AIM OF THE TASK
Please return all of the data below word for word, every line in its original order, with nothing added or left out.

________

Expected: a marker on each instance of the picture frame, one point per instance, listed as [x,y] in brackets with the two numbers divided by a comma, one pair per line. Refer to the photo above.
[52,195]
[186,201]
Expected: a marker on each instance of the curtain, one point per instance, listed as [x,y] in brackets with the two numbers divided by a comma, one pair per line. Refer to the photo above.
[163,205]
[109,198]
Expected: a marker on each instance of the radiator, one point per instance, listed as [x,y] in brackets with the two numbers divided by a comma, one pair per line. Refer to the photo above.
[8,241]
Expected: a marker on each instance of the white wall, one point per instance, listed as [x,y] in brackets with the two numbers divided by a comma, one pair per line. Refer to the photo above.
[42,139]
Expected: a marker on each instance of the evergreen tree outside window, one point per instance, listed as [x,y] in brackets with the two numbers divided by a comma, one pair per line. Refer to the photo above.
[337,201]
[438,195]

________

WRITTEN SOLUTION
Expected: a marker on each instance of the picture frame, one point per instance, listed as [x,y] in brackets with the two numbers divided by a comma, one pair per line. Refer to the photo above.
[52,195]
[186,201]
Expected: a marker on each instance of the curtain, one point per instance, listed as [x,y] in brackets with the two numbers divided by a comma, one pair per line. Refer to the photo above.
[163,205]
[109,198]
Expected: a marker on each instance of the radiator, one point per instance, listed as [x,y] in brackets with the two numbers divided by a comma, one pair per line. Refer to the photo above.
[8,241]
Expected: a marker on each instance of the white wall, one point per instance, listed as [x,y] in brackets with the two numbers divided by a comma, one pair per line. Refer to the photo above.
[42,139]
Expected: a marker on each instance of the evergreen tree outside window, one point per instance, listed as [x,y] in brackets with the two numbers divided by a comma, one pair per line. Refer to the photo above.
[337,201]
[438,195]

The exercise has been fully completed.